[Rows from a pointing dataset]
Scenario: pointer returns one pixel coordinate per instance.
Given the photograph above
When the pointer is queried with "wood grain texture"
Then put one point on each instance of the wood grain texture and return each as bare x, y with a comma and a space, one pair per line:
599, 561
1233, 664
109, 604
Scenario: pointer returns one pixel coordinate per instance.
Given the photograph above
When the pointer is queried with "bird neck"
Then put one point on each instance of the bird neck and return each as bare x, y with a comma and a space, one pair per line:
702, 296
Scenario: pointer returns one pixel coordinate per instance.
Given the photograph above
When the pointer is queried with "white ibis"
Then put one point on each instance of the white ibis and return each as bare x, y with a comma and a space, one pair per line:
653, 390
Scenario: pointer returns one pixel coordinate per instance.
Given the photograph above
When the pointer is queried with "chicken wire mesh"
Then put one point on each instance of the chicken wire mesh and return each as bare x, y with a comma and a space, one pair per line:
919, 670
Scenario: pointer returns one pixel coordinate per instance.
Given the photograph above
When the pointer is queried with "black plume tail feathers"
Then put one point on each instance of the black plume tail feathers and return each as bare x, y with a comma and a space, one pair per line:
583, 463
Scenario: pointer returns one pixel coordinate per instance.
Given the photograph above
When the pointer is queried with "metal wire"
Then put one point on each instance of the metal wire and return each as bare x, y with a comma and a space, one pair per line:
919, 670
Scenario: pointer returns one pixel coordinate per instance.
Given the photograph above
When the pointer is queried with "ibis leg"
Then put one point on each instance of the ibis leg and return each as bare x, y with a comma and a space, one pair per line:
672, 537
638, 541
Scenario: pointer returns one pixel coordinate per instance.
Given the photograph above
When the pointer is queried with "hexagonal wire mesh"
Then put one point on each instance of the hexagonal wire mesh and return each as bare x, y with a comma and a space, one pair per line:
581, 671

» Aim
Exactly reproduce every line of the data above.

» Complete response
Scenario: pointer returns one pixel coordinate per instance.
Given the photograph above
When the pointer is queried with "wood grain texture"
Then put one point on each instance of the wood grain texture and return each as bare x, y with a comma and a space, one pair per line:
599, 561
1233, 664
109, 604
Scenario: pointer returns one pixel coordinate per instance.
Given the photograph above
When the pointer is queried with "bird neck"
Then put one point on each instance of the bird neck and return each as bare x, y with a comma and a space, one pair per line:
702, 296
Scenario: pointer returns one pixel coordinate per instance.
Given the photograph above
When the pointer is queried with "white ibis"
Then put one point on each instance of the white ibis and return each as bare x, y with a comma and a space, one pair per line:
653, 390
Scenario: pointer returns one pixel coordinate per instance.
Given the photograph above
When the pointer is queried with "chicken wire mesh"
Then put one point on each instance of the chicken wire mesh and return each as bare x, y with a comma and a space, one pair per line:
919, 670
Scenario: pointer returns one pixel coordinate per instance.
Given the photograph above
When the pointer is queried with "black plume tail feathers"
Then put one point on each instance of the black plume tail feathers and return each as bare x, y with a comma and a space, one pair per line:
583, 463
Scenario: pointer returns one pixel coordinate per instance.
Given the photograph above
When the pointer is queried with "metal wire"
Then put one point on each instance of the metal wire and return each as bare x, y with a comma and a space, one pair per line:
919, 670
Scenario: pointer returns one pixel coordinate per instance.
Given the photograph above
When the pointer is queried with "ibis leg"
Then put one point on each instance of the ibis leg and return each as bare x, y with a comma and a space, one pair per line:
672, 537
638, 541
Scenario: pointer returns one pixel coordinate per instance.
Given the photograph above
When the pointer is queried with "hexagonal wire mesh"
Then put one point on each instance of the hexagonal wire mesh and return each as bare x, y with a comma and a space, one pair per line:
581, 671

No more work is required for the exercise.